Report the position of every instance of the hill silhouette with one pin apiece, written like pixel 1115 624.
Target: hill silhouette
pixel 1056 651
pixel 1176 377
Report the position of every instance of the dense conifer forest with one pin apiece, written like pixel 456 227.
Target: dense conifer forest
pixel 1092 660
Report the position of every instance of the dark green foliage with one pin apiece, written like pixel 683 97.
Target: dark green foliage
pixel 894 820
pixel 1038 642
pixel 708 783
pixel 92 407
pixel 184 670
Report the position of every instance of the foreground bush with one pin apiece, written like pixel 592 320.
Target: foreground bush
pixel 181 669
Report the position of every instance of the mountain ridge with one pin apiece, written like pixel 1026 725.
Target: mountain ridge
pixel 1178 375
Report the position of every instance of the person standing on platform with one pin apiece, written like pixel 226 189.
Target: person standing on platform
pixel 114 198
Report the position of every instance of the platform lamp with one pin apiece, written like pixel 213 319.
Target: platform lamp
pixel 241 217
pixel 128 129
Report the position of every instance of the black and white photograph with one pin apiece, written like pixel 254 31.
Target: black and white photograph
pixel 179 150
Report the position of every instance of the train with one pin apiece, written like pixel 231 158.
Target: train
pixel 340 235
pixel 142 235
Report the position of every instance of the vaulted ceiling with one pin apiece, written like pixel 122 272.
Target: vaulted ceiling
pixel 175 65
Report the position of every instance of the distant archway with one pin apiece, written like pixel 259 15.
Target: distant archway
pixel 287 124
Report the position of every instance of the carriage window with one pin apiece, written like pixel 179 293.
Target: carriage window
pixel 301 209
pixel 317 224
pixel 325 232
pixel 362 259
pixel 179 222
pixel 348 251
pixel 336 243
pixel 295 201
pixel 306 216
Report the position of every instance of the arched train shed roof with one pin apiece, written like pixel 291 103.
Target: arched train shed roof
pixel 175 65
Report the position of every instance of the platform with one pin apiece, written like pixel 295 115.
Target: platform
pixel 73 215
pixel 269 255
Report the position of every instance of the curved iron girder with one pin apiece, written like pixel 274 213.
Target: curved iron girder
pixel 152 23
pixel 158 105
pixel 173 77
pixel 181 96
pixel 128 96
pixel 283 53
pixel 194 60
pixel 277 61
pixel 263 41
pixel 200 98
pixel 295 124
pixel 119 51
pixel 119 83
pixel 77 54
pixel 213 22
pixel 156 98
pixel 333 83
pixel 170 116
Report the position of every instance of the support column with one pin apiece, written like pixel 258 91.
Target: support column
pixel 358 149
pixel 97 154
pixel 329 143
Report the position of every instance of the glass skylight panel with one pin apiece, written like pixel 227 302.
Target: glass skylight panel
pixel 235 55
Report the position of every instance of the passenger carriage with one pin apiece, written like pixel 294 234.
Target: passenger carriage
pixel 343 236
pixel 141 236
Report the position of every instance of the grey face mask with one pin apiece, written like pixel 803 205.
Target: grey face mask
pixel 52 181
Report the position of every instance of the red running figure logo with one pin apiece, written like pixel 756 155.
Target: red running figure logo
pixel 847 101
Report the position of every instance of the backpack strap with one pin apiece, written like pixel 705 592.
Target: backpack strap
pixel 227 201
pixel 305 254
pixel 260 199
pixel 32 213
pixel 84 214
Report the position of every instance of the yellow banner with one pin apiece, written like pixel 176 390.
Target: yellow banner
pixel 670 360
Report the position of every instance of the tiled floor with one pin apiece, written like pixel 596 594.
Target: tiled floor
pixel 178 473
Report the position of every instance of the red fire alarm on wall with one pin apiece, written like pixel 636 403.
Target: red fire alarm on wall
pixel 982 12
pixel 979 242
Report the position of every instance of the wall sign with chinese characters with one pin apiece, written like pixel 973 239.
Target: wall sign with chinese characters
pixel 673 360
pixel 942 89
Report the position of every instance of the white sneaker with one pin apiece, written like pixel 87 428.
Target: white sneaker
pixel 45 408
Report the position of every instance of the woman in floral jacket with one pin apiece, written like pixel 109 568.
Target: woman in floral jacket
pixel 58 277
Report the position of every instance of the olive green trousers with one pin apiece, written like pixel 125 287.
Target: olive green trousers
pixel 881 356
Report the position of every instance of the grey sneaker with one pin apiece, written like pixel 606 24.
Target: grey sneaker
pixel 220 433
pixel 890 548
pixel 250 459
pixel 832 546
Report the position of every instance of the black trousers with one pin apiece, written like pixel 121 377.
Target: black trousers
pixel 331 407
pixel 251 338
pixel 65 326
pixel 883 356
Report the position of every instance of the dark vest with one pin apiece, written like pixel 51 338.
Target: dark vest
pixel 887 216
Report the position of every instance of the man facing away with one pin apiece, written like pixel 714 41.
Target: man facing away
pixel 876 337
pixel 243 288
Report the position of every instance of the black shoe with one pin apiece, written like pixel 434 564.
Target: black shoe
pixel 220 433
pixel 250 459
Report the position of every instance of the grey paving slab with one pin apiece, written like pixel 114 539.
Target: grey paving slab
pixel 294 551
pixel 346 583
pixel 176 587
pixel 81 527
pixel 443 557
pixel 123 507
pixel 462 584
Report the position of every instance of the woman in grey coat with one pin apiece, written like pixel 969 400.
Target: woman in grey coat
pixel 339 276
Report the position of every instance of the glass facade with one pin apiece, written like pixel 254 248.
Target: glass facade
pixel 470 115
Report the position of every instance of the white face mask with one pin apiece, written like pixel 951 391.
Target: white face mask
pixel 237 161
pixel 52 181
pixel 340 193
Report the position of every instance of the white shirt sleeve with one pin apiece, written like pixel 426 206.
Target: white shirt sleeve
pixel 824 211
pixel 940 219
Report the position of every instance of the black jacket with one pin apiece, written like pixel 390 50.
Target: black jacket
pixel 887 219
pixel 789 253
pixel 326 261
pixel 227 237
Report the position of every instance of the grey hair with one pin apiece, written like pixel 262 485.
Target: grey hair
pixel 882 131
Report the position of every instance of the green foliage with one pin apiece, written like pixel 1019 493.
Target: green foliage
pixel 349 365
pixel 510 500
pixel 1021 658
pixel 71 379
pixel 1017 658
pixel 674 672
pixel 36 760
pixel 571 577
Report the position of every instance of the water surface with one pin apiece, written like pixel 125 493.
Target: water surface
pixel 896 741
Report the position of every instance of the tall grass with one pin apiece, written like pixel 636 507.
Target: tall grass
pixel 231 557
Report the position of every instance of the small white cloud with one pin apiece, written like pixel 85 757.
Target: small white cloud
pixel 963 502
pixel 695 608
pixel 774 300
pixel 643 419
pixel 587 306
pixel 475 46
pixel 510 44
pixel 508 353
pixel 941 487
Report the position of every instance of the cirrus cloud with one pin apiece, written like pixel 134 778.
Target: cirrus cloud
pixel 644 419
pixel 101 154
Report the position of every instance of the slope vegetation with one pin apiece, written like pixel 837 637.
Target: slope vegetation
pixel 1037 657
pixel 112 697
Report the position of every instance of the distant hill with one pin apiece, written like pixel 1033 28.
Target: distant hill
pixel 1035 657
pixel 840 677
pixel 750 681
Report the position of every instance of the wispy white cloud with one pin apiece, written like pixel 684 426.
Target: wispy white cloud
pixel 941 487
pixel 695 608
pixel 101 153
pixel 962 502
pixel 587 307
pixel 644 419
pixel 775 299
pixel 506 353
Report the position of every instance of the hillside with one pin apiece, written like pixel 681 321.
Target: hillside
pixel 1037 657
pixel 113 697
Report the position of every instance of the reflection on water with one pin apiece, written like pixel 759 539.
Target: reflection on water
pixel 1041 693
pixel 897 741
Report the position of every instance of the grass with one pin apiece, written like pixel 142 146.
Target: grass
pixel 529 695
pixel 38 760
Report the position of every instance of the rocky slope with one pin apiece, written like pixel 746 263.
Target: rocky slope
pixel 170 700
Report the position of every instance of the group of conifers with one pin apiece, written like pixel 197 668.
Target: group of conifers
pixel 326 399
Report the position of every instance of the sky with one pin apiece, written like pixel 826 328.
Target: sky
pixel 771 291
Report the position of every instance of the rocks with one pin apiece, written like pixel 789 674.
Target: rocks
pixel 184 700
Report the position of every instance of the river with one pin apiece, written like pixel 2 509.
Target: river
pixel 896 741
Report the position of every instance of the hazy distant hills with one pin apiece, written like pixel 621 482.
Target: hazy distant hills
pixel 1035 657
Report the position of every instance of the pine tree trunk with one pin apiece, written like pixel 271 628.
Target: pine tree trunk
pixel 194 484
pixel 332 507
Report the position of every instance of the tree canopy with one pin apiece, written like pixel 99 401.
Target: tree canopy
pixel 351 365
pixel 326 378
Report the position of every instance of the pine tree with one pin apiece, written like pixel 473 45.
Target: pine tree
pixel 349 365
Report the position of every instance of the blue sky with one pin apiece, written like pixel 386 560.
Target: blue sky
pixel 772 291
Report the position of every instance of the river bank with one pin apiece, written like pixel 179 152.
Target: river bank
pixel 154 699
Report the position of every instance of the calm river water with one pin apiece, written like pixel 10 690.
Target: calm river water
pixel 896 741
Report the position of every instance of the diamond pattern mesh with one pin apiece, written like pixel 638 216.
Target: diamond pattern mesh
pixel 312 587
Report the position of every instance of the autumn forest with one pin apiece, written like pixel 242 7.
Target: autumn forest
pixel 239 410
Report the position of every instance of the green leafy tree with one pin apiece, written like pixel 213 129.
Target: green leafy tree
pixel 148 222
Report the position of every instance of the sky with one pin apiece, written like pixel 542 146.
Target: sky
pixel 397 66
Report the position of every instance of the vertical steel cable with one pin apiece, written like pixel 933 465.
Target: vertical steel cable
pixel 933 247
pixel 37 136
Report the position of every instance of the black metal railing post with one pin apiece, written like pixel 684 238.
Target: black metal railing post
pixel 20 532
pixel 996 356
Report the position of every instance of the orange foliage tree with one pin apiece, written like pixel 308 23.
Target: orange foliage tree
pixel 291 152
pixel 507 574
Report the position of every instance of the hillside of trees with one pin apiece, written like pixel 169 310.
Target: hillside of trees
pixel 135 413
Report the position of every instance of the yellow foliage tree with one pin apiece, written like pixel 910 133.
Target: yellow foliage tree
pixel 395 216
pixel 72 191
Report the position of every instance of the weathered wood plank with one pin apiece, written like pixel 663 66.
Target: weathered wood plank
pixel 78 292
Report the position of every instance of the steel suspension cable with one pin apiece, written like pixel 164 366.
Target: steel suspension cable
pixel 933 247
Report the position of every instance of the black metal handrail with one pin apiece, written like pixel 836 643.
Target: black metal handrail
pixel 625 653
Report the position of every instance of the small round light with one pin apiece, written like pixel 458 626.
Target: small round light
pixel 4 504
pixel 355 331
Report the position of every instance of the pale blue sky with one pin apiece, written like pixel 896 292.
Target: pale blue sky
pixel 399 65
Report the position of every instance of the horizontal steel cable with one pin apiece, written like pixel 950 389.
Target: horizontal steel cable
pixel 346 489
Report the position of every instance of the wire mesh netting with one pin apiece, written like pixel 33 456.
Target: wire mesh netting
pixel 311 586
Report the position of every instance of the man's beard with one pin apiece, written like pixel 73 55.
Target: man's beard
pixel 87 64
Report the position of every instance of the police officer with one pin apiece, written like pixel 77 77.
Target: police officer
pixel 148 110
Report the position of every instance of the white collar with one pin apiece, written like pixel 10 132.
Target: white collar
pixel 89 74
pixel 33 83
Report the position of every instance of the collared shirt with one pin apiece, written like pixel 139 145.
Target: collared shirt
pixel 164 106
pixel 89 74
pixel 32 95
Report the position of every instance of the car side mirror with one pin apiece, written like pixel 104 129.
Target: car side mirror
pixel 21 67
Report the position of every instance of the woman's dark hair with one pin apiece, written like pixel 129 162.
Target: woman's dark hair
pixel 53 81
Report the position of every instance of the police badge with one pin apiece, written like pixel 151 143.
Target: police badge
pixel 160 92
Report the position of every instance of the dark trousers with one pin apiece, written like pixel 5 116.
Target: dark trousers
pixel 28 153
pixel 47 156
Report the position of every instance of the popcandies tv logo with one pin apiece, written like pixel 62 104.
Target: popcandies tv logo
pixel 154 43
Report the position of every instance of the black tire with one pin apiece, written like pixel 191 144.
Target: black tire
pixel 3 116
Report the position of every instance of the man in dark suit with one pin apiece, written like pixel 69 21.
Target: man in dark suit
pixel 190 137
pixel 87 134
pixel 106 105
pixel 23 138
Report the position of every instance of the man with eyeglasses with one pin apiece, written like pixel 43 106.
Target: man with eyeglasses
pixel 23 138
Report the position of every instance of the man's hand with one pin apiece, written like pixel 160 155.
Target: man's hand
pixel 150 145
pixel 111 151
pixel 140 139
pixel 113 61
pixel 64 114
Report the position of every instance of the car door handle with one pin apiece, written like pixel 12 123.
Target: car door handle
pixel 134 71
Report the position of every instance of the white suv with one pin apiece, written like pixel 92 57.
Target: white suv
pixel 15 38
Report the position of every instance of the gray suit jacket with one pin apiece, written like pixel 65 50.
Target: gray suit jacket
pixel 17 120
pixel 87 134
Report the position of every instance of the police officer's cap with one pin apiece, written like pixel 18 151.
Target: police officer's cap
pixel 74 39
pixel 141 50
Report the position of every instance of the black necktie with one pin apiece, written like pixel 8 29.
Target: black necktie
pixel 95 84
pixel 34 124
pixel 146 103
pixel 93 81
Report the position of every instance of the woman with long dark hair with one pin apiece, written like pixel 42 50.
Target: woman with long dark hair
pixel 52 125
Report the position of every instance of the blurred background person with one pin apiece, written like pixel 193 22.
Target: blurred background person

TASK DETAILS:
Duplicate verbatim the part of the material that opens with the line containing "Report the position of every instance of the dark green" and closes with the line containing "pixel 179 150", including both of those lines.

FINAL RESULT:
Report the position of every instance of the dark green foliage with one pin apiece, written like pixel 683 97.
Target: dark green foliage
pixel 894 820
pixel 1038 642
pixel 708 783
pixel 92 407
pixel 184 670
Report the position of every instance of the foreground bush with one pin apiece, written like pixel 592 320.
Target: foreground bush
pixel 181 669
Report the position of every instance of the mountain ridge with one pin apiece, written like pixel 1026 725.
Target: mountain ridge
pixel 1178 375
Report the position of every instance of the person standing on platform with one pin apiece, written like pixel 226 189.
Target: person standing on platform
pixel 114 198
Report the position of every instance of the platform lamp with one pin apiece, written like pixel 213 319.
Target: platform lamp
pixel 241 217
pixel 128 129
Report the position of every instance of the black and white photograph with one pin apiece, written like pixel 254 31.
Target: black and white photograph
pixel 179 150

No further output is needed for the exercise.